Можно конечно, продолжать чтение и анализ всего, что за последние полтора столетия написано и наговорено русскими и украинскими интеллектуалами о проблеме украинского языка (от высказываний процитированного выше Николая Ульянова до аргументов П. Бицилли, А. Потебни, В. И. Вернадского, взвешивать их аргументы, сравнивать и т. д.), а можно просто оторваться от экранчика «киндла», на котором я читаю эти тексты, сидя в уличной кофейне на Пушкинской, и послушать, на каком языке говорят вокруг тебя. Нет, сказать, что весь Киев заговорил по-русски нельзя, но и столько украинской речи вокруг себя я не слышал ни в 70-е, ни в 2000-е годы. Киев реально становится двуязычным городом. И кстати, стоило мне открыть рот, ну, скажем, уточняя маршрут на улице или делая заказ в кафе, как я слышал вопрос: «Вы, наверно, из России?» «Как определили?» «Ну, тут не ошибешься – у вас такой акцент!», то есть здесь и русский, так сказать, свой русский, киевский. Ну, а, скажем, время, проведенное на Киевском автовокзале в ожидании автобуса на Чернигов, а потом два с половиной часа дороги были озвучены для меня уже исключительно украинской речью.

То есть, похоже, что давний спор о языке, возможно, актуальный еще лет двадцать-тридцать назад, закончился.

И как жаль, что участники того спора не могли наблюдать нынешнего сюжета «Киевских Лавров» – я вижу перед собой то, о чем они могли только гадать, полагаясь на свою логику и на свою интуицию.

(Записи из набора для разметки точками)
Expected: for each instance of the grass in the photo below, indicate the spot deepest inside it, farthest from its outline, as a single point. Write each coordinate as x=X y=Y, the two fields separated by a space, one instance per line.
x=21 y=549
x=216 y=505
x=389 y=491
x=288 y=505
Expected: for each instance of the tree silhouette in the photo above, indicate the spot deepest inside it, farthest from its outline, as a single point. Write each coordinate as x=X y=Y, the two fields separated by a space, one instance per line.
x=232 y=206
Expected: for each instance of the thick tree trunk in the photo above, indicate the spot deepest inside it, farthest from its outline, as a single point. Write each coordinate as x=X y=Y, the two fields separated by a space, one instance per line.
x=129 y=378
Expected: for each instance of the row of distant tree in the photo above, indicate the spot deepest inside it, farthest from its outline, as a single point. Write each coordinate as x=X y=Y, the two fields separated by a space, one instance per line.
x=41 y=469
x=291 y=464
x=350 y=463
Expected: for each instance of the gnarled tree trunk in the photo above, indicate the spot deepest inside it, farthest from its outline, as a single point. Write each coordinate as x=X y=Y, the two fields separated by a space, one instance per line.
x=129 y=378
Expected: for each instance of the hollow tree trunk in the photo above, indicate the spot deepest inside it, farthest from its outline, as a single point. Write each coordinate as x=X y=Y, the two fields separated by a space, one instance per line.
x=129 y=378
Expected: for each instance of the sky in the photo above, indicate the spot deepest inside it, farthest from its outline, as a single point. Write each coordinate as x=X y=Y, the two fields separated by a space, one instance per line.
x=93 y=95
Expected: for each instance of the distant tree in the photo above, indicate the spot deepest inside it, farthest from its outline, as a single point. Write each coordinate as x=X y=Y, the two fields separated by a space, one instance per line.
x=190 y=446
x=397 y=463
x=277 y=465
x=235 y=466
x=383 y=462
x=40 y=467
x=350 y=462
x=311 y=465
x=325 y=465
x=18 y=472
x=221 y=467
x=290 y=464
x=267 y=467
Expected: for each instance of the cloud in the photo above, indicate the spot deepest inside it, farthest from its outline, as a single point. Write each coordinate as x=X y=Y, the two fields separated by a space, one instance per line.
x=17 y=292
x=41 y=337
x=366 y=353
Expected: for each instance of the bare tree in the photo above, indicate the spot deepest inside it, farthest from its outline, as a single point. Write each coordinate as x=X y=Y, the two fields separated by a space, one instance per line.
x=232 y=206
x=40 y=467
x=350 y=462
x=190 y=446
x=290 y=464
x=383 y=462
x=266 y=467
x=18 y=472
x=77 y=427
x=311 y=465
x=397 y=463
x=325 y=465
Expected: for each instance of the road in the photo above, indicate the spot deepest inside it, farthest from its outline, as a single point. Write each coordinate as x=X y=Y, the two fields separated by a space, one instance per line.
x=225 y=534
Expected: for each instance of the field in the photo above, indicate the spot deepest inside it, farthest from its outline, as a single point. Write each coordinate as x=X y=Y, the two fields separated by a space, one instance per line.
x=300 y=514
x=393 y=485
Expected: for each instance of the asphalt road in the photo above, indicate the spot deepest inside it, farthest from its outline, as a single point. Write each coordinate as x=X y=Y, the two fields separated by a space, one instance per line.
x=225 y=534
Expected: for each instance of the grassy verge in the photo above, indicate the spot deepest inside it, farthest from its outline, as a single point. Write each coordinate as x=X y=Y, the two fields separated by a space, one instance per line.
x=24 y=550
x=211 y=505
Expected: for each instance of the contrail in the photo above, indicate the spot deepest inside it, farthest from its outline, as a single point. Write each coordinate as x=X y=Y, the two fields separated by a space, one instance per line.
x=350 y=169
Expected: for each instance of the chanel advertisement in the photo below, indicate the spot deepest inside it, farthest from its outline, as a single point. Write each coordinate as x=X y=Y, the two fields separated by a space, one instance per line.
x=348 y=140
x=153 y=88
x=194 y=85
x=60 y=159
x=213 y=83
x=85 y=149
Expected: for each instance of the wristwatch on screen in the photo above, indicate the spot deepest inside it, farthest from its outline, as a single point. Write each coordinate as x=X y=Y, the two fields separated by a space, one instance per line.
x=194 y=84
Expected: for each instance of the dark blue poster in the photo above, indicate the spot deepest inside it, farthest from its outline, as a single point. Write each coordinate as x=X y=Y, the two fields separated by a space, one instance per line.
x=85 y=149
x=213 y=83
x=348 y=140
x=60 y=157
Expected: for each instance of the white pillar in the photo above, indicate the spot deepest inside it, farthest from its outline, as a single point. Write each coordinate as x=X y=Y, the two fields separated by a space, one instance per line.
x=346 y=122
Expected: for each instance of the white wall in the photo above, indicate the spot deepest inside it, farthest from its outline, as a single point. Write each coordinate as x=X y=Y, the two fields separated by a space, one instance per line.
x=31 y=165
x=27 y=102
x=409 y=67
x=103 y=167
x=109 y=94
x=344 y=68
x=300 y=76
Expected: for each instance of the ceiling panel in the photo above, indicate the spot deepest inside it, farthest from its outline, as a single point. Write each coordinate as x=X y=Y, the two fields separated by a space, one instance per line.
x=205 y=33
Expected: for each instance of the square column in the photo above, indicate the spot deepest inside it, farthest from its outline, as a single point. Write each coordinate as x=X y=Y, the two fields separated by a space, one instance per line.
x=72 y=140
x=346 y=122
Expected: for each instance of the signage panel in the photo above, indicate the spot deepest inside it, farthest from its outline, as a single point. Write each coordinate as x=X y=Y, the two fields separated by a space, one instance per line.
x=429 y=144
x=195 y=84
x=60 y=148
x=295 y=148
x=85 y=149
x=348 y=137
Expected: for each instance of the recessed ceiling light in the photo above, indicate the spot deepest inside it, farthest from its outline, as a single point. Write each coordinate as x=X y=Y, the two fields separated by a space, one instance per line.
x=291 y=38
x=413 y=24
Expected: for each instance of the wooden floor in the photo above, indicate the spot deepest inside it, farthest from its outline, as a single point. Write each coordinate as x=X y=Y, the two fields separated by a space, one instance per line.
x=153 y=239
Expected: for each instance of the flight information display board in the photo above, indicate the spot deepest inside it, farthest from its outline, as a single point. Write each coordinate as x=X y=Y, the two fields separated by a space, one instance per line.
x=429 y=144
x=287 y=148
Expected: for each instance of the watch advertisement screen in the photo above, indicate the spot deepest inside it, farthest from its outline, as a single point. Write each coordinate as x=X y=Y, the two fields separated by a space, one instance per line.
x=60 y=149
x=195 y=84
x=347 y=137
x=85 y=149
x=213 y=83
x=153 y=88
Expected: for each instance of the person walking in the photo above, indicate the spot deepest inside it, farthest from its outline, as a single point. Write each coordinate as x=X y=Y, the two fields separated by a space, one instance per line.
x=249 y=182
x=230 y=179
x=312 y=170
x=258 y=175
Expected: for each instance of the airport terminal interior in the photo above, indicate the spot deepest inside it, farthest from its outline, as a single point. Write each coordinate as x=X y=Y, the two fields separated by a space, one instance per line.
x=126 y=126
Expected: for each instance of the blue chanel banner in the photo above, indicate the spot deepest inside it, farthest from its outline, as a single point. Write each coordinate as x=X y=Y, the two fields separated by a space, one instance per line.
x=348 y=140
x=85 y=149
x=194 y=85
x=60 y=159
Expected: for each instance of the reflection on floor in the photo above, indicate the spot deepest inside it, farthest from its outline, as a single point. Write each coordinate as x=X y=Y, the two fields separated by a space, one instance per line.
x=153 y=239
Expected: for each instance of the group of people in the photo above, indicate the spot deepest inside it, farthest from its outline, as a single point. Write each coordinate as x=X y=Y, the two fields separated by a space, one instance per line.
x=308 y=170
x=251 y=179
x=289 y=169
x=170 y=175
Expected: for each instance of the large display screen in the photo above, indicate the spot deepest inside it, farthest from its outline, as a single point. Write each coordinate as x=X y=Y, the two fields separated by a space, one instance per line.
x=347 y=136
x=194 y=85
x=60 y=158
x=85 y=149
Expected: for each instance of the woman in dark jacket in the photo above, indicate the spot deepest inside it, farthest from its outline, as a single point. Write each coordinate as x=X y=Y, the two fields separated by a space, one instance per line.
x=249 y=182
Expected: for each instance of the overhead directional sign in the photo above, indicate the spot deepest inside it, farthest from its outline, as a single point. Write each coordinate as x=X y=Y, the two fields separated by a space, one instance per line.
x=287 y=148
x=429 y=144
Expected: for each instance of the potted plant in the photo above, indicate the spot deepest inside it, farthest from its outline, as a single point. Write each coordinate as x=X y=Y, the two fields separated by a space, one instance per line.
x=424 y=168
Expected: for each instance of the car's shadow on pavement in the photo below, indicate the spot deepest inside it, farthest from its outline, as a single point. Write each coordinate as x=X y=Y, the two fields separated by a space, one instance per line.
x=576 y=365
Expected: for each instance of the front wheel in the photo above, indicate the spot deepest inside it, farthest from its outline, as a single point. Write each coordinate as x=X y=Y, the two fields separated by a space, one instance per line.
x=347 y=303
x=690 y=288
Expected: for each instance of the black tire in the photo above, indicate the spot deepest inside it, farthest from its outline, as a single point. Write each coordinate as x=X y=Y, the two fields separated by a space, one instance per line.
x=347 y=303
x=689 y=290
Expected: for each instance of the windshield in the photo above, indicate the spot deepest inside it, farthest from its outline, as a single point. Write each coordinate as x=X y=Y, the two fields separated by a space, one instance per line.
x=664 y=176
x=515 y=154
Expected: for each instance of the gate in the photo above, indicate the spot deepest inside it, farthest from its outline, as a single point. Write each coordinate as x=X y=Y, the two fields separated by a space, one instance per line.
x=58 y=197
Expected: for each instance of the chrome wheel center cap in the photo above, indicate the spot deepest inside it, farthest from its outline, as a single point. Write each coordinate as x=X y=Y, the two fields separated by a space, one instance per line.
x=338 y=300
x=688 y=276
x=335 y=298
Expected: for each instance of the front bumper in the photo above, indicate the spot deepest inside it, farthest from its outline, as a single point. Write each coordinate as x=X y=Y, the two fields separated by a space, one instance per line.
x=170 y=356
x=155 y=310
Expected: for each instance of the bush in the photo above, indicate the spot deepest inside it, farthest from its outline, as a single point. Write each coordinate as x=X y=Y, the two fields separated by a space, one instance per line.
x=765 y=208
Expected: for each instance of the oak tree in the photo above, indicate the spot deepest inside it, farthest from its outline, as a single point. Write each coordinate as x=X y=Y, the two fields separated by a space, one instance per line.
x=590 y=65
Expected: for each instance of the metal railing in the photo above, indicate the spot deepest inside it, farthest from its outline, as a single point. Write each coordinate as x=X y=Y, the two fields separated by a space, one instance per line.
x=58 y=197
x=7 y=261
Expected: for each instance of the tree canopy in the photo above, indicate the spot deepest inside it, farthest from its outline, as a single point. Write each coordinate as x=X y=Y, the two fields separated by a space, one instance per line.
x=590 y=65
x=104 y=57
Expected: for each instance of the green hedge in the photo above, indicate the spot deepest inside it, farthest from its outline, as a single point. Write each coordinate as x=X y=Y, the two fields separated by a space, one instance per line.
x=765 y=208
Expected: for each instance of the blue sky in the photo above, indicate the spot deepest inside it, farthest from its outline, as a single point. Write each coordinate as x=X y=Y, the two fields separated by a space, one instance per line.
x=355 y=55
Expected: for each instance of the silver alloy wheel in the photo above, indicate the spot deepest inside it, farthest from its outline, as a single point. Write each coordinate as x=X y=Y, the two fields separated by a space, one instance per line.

**ЧТО СДЕЛАТЬ:** Продублируйте полностью отрывок о языках Киева, не меняя в нем ни слова.

**ОТВЕТ:**
Можно конечно, продолжать чтение и анализ всего, что за последние полтора столетия написано и наговорено русскими и украинскими интеллектуалами о проблеме украинского языка (от высказываний процитированного выше Николая Ульянова до аргументов П. Бицилли, А. Потебни, В. И. Вернадского, взвешивать их аргументы, сравнивать и т. д.), а можно просто оторваться от экранчика «киндла», на котором я читаю эти тексты, сидя в уличной кофейне на Пушкинской, и послушать, на каком языке говорят вокруг тебя. Нет, сказать, что весь Киев заговорил по-русски нельзя, но и столько украинской речи вокруг себя я не слышал ни в 70-е, ни в 2000-е годы. Киев реально становится двуязычным городом. И кстати, стоило мне открыть рот, ну, скажем, уточняя маршрут на улице или делая заказ в кафе, как я слышал вопрос: «Вы, наверно, из России?» «Как определили?» «Ну, тут не ошибешься – у вас такой акцент!», то есть здесь и русский, так сказать, свой русский, киевский. Ну, а, скажем, время, проведенное на Киевском автовокзале в ожидании автобуса на Чернигов, а потом два с половиной часа дороги были озвучены для меня уже исключительно украинской речью.

То есть, похоже, что давний спор о языке, возможно, актуальный еще лет двадцать-тридцать назад, закончился.

И как жаль, что участники того спора не могли наблюдать нынешнего сюжета «Киевских Лавров» – я вижу перед собой то, о чем они могли только гадать, полагаясь на свою логику и на свою интуицию.